DATA PROVIDED:
■ ■ ■ ■

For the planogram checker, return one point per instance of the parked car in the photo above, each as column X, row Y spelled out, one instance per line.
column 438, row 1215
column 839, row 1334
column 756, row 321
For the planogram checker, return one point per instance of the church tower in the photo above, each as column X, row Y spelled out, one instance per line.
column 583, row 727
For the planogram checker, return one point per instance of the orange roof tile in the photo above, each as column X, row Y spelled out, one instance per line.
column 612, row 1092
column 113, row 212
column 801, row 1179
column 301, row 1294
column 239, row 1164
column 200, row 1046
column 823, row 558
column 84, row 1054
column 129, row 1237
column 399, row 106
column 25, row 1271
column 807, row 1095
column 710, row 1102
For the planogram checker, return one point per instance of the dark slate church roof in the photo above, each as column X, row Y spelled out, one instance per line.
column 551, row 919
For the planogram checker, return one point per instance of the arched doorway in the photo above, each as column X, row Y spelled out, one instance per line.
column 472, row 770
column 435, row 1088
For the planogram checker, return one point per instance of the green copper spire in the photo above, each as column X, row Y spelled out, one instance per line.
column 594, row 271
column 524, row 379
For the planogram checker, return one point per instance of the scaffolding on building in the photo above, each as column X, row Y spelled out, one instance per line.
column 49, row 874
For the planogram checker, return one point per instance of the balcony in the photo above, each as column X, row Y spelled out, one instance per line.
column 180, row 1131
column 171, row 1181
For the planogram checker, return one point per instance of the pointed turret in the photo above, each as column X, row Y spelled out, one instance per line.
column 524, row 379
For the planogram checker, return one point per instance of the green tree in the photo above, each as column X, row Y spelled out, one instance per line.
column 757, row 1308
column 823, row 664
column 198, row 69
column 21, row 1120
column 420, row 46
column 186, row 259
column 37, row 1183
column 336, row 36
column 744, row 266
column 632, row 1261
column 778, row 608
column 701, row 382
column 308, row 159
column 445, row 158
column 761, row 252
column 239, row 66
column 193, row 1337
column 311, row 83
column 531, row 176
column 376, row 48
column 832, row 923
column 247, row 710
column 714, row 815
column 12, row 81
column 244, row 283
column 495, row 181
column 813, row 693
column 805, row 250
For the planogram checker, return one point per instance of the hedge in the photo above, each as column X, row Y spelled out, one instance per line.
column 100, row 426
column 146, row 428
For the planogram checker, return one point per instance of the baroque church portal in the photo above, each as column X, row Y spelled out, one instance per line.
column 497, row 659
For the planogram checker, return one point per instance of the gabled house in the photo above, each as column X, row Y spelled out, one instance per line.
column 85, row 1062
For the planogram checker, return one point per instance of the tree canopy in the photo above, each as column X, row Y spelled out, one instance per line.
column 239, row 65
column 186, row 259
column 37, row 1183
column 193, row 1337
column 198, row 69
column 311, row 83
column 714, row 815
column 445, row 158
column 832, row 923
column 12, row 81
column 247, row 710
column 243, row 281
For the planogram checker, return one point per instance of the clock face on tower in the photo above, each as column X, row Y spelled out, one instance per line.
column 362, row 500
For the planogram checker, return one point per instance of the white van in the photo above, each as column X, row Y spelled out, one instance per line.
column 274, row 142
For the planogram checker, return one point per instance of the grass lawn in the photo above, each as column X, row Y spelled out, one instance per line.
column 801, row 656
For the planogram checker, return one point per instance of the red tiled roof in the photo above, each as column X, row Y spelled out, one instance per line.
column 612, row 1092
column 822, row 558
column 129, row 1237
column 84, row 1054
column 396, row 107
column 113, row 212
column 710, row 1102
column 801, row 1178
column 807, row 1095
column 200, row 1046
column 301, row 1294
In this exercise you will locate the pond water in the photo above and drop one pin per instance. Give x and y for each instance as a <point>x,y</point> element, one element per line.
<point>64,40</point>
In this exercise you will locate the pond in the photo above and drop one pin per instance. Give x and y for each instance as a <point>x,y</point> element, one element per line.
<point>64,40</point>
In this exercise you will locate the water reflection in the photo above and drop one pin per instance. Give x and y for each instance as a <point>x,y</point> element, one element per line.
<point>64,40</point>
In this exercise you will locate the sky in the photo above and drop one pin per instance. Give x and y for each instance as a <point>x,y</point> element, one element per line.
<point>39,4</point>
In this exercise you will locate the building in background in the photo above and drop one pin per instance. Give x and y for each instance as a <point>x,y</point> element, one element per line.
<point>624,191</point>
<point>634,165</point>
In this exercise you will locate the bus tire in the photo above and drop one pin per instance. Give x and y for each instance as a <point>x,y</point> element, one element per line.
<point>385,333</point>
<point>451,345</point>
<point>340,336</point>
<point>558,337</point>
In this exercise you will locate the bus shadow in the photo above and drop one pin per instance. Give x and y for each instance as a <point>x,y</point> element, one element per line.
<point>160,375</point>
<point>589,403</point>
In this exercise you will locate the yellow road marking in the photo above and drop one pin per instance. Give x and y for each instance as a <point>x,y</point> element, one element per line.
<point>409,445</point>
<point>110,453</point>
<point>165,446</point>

■ ■ ■ ■

REQUIRED TASK: Revise the data above so that every "planogram checker" becomes "shelf audit tool", leaving all other text unchanged.

SOLVED EXERCISE:
For the shelf audit tool, return one point per instance of the parked car in the photo above, each as column X, row Y spelled out, one instance per line.
column 438, row 1215
column 839, row 1334
column 756, row 321
For the shelf audit tool, return one point per instance of the church tower in the photo above, each as column X, row Y spelled out, one instance per line.
column 583, row 727
For the shelf audit tool, return one point per instance of the orange roof tile in the photo above, each as column X, row Y spelled out, one instance per line.
column 612, row 1092
column 113, row 212
column 801, row 1179
column 301, row 1294
column 239, row 1164
column 200, row 1046
column 823, row 558
column 84, row 1054
column 129, row 1237
column 399, row 106
column 25, row 1271
column 807, row 1095
column 710, row 1102
For the shelf audit tool, return one point per instance of the dark slate church roof in the photo above, each as column X, row Y spelled out, one instance per line.
column 551, row 919
For the shelf audit tool, return one point per instance of the arched doorway in the photo above, each as column X, row Y spelled out, one instance per line.
column 472, row 770
column 435, row 1088
For the shelf audit tool, return one point per instance of the green copper spire in the photo above, each as column X, row Y spelled out, one instance per line.
column 594, row 271
column 524, row 379
For the shelf audit tool, return one point per instance of the scaffolding on building in the photo above, each as column X, row Y spelled out, one instance per line.
column 49, row 874
For the shelf audit tool, return one point per instance of the balcony in the photo above, each as column X, row Y spelled out, one instance per line.
column 180, row 1131
column 171, row 1181
For the shelf audit tool, return one point per instance of the pointed turret in the photo above, each as column X, row Y spelled out, one instance per line.
column 524, row 379
For the shelf audit tool, return one point per instance of the green tree in the photo above, each as column X, row Y spelled out, one instance per line.
column 757, row 1308
column 823, row 664
column 198, row 69
column 21, row 1120
column 420, row 46
column 186, row 259
column 37, row 1183
column 336, row 36
column 744, row 266
column 632, row 1261
column 778, row 608
column 701, row 382
column 308, row 159
column 445, row 158
column 761, row 252
column 239, row 66
column 193, row 1337
column 311, row 83
column 531, row 176
column 376, row 48
column 832, row 923
column 247, row 710
column 714, row 815
column 12, row 81
column 244, row 283
column 495, row 181
column 813, row 693
column 805, row 250
For the shelf audit tool, return one point per instance of the hedge in the photo above, each as column X, row Y spelled out, one instance per line.
column 100, row 426
column 146, row 428
For the shelf audit tool, return one point per instance of the baroque church portal in the photo above, each as column X, row Y spelled out, one instance per line.
column 497, row 659
For the shelf audit tool, return one point per instance of the gabled house in the photo above, each as column X, row Y spelled out, one instance per line.
column 85, row 1062
For the shelf audit tool, return one point per instance of the tree canopy in the photo above, each as column X, row Y spelled out, one instance per line.
column 239, row 65
column 186, row 259
column 37, row 1183
column 193, row 1337
column 198, row 69
column 311, row 83
column 714, row 815
column 445, row 158
column 832, row 923
column 12, row 81
column 247, row 710
column 243, row 281
For the shelf audit tool, return one point per instance of the clock face on tower in the photo above, each as column X, row Y spelled out, one instance per line.
column 362, row 500
For the shelf audit tool, return one point per instance of the white van in the photo above, each as column X, row Y spelled out, one instance per line.
column 274, row 142
For the shelf audit tool, return one point per instance of the grass lawn in the photo above, each as column X, row Y spelled out, one instance per line.
column 801, row 656
For the shelf audit tool, return one point per instance of the red tiled roof in the photo above, each as column X, row Y spelled out, one instance per line.
column 612, row 1092
column 822, row 558
column 129, row 1237
column 84, row 1054
column 396, row 107
column 113, row 212
column 710, row 1102
column 801, row 1178
column 807, row 1095
column 200, row 1046
column 301, row 1294
In this exercise you will locate the pond water in the photo above and drop one pin per instance. Give x and y for each instance as a <point>x,y</point> element, one element per line.
<point>64,40</point>
In this exercise you will locate the pond in the photo above and drop one pin per instance. Give x and y for each instance as a <point>x,y</point> element, one element per line.
<point>64,40</point>
In this exercise you will locate the water reflection in the photo above and drop one pin per instance. Give x and y for each instance as a <point>x,y</point> element, one element per line.
<point>64,40</point>
In this exercise you will locate the sky in the photo above and drop one pin per instance. Give x and y for each instance as a <point>x,y</point> element, one element per line.
<point>39,4</point>
In this exercise you will locate the building in background in the photo above and drop one pin per instance. Give x and y for each instance as a <point>x,y</point> element, one element per line.
<point>624,191</point>
<point>634,165</point>
In this exercise you will locate the bus tire in the photo above and drop one pin per instance. Give x and y for each instance as a <point>x,y</point> element, one element per line.
<point>385,333</point>
<point>451,345</point>
<point>340,336</point>
<point>558,337</point>
In this exercise you will locate the bus shadow in the photo above and drop one pin per instance. Give x and y for each instance as a <point>x,y</point> element, one element per line.
<point>160,375</point>
<point>589,403</point>
In this exercise you will locate the yellow road marking in the photo above and drop one pin per instance. Give x and y for each instance as a <point>x,y</point> element, one element per line.
<point>409,445</point>
<point>110,453</point>
<point>165,446</point>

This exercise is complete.